**本文抜粋:**
◇ ◇ ◇ ◇

でも、どうでしょう?これらを覚えるためにはそれなりの学習が必要です。また最終的な現場の方々が見てわからないと意味がありません。そこでお勧めはフローチャートです。内容は割愛しますが、ぱっと見で誰もがわかるようにするのが非常に重要です。

完全なフローチャート(すべての図形をきっちり覚えて描くことを意味します)を記載する必要はありません。業務が整理できればよいのですから、簡易的なルールと記述の粒度(どの単位で作業を書くか)だけ決めておけばよいと思います。縦書きの場合は横軸にステークホルダー(登場人物)とシステム縦軸が業務の流れる時間(横書きの場合はこの反対)で記載していくとわかりやすくなります。さらに、ポイントポイントを吹き出し等で補足すれば十分理解できるものになるでしょう。同様にあるべき姿が書ければ完璧です。「関係者全員が見てわかる!」これが重要です。

シナリオを書くことができればRPAに適したシナリオがわかる…かもしれない

上記が書けた前提で、自動化対象となる部分を決めると頭の中が整理されてくるので、ここからわかってくることがいくつかあります。(当然事前に予測できることもありますが…)

代表例は以下のとおりです。

  1. 各処理で必要なインプット、アウトプットとその数
    RPAではインプットとアウトプットが非常に重要です。インプットの形が決まっていないとその先のロジックは組めませんし、その数によってどれくらいの作業になるのかという規模感の指標になります。またアウトプットも同様でどのシステムに対してどれくらいの項目を打ち込むのか、どのようなレポートをどれくらい作成するのかを知れば規模感がわかります
  2. 作業ボリューム
    1回あたりにどれくらいのデータを扱うかは自動化した際の時間を図るために重要な要素です。作業ボリュームによってはロボット1体では対応できないケースもあるので、そのケースは複数で利用やバッチ処理の検討を行うとよいでしょう。

◇ ◇ ◇ ◇

**提示一覧:**

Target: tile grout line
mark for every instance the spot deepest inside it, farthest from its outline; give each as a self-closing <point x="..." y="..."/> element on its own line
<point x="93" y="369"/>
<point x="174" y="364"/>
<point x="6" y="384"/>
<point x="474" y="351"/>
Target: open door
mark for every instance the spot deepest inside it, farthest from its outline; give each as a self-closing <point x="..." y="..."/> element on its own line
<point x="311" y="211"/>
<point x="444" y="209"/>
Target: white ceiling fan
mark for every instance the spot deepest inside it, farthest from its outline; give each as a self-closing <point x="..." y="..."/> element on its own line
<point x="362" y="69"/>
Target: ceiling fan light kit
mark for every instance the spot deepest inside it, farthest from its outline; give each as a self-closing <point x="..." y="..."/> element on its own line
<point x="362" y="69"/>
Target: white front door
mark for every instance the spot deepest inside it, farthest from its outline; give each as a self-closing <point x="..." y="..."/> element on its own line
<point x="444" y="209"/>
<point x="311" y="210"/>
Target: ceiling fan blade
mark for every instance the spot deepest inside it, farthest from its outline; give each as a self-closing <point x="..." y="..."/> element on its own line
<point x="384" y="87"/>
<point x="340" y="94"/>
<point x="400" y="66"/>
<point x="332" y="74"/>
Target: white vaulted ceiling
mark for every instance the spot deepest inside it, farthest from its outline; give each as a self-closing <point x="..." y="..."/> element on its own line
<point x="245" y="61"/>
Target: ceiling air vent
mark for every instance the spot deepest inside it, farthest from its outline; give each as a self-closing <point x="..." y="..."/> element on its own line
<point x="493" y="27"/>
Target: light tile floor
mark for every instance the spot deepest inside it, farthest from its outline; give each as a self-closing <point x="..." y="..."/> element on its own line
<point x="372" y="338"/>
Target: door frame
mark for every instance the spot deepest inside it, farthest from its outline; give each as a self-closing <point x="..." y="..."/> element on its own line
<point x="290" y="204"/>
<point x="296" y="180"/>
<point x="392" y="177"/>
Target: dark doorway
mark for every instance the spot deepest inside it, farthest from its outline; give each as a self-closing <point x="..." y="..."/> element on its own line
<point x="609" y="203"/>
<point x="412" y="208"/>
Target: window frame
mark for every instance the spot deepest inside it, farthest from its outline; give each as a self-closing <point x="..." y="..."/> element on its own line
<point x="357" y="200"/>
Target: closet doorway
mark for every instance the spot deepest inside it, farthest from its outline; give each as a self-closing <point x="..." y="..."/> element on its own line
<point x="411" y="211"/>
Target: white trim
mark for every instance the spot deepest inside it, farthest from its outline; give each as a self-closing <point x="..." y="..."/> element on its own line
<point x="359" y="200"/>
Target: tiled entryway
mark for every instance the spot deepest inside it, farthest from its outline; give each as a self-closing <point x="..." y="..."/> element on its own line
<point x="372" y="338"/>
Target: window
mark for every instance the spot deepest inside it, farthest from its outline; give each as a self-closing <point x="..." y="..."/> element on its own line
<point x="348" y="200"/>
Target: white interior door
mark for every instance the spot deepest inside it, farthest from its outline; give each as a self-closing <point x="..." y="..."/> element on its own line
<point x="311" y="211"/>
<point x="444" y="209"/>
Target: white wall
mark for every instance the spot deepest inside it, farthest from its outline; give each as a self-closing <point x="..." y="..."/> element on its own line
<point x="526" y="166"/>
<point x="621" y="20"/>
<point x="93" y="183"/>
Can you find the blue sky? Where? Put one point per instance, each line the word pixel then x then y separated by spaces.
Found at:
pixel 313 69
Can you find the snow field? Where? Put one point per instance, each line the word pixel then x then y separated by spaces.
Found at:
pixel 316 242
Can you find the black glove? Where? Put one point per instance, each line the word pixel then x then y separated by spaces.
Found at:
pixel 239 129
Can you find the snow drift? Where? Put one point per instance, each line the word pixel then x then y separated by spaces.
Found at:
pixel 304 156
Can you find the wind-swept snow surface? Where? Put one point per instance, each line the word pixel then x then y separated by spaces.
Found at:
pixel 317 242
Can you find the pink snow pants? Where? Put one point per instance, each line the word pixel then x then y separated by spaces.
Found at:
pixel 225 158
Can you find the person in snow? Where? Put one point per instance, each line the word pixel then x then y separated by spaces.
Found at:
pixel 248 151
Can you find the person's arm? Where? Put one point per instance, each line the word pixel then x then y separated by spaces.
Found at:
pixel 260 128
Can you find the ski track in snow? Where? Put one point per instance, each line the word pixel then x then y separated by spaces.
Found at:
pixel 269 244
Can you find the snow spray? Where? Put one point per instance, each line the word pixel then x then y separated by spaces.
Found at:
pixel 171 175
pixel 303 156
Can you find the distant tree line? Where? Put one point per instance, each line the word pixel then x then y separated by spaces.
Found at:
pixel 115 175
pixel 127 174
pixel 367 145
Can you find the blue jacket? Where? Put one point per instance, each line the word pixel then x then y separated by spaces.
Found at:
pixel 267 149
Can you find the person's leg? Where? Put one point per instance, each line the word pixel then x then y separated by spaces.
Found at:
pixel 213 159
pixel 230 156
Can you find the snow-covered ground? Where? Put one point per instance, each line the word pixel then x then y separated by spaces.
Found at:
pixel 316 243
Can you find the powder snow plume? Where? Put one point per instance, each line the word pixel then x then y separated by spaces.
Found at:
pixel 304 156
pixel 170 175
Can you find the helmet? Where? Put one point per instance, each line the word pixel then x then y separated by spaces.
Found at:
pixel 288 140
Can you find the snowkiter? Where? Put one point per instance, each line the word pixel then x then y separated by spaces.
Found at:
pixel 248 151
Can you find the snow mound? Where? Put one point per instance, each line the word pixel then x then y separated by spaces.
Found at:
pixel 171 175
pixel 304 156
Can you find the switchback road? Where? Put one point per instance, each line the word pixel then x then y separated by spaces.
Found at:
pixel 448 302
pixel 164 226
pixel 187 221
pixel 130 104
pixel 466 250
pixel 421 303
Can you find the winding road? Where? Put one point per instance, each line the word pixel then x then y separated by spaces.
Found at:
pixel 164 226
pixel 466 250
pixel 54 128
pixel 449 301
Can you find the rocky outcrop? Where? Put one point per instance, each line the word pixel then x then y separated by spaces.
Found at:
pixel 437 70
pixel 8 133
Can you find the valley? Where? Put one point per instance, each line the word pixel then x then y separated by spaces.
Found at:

◇ ◇ ◇ ◇

**解くべき問題:**
**A)** RPAとフローチャートの文章から、「でも、どうでしょう?これらを」を含む語句で始まり「の検討を行うとよいでしょう。」の後で終わる部分を、一字も変えずに書き写してください。
**B)** RPAとフローチャートの文章では、作業ボリュームのためにロボット1体で対応できない場合、何を検討するとよいと述べているか。

**各問の解答:**
**A)**
でも、どうでしょう?これらを覚えるためにはそれなりの学習が必要です。また最終的な現場の方々が見てわからないと意味がありません。そこでお勧めはフローチャートです。内容は割愛しますが、ぱっと見で誰もがわかるようにするのが非常に重要です。

完全なフローチャート(すべての図形をきっちり覚えて描くことを意味します)を記載する必要はありません。業務が整理できればよいのですから、簡易的なルールと記述の粒度(どの単位で作業を書くか)だけ決めておけばよいと思います。縦書きの場合は横軸にステークホルダー(登場人物)とシステム縦軸が業務の流れる時間(横書きの場合はこの反対)で記載していくとわかりやすくなります。さらに、ポイントポイントを吹き出し等で補足すれば十分理解できるものになるでしょう。同様にあるべき姿が書ければ完璧です。「関係者全員が見てわかる!」これが重要です。

シナリオを書くことができればRPAに適したシナリオがわかる…かもしれない

上記が書けた前提で、自動化対象となる部分を決めると頭の中が整理されてくるので、ここからわかってくることがいくつかあります。(当然事前に予測できることもありますが…)

代表例は以下のとおりです。

  1. 各処理で必要なインプット、アウトプットとその数
    RPAではインプットとアウトプットが非常に重要です。インプットの形が決まっていないとその先のロジックは組めませんし、その数によってどれくらいの作業になるのかという規模感の指標になります。またアウトプットも同様でどのシステムに対してどれくらいの項目を打ち込むのか、どのようなレポートをどれくらい作成するのかを知れば規模感がわかります
  2. 作業ボリューム
    1回あたりにどれくらいのデータを扱うかは自動化した際の時間を図るために重要な要素です。作業ボリュームによってはロボット1体では対応できないケースもあるので、そのケースは複数で利用やバッチ処理の検討を行うとよいでしょう。

**B)** 複数での利用やバッチ処理の検討。